──────── RECORDS SHOWN ────────
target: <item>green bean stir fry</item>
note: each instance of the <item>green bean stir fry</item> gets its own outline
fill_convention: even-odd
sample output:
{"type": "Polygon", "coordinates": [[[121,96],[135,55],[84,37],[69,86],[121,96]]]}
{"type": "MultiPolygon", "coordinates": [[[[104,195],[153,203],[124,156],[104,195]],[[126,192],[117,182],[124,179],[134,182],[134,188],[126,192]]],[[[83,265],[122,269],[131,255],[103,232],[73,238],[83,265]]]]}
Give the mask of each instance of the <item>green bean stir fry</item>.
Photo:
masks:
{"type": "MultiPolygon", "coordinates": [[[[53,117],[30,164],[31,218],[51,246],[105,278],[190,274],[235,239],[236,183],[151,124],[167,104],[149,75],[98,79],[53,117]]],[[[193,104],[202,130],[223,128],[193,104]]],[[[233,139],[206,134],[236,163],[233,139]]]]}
────────
▶ **WHAT IS NEEDED**
Copy every line of the listing above without changing a single character.

▶ **EXERCISE RESULT**
target: <item>green bean stir fry</item>
note: each instance of the <item>green bean stir fry</item> gets its own outline
fill_convention: even-odd
sample output:
{"type": "Polygon", "coordinates": [[[121,96],[135,55],[84,37],[69,86],[121,96]]]}
{"type": "MultiPolygon", "coordinates": [[[[104,195],[153,203],[124,156],[104,195]],[[126,192],[117,182],[124,179],[134,182],[134,188],[126,192]]],[[[83,265],[122,269],[131,255],[103,232],[73,238],[83,265]]]]}
Give the mask of each instance of the <item>green bean stir fry</item>.
Photo:
masks:
{"type": "MultiPolygon", "coordinates": [[[[53,117],[30,164],[31,218],[51,246],[105,278],[190,274],[235,239],[236,183],[151,124],[167,104],[149,75],[98,79],[53,117]]],[[[193,104],[202,130],[223,128],[193,104]]],[[[233,139],[206,134],[236,163],[233,139]]]]}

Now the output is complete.